Pointing records:
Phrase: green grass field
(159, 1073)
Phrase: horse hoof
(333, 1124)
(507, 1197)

DO THIS: Report each line of the material above that contains the string "Phrase". Treat uppercase and lowercase letters as different.

SOLUTION:
Phrase: green grass field
Phrase: horse hoof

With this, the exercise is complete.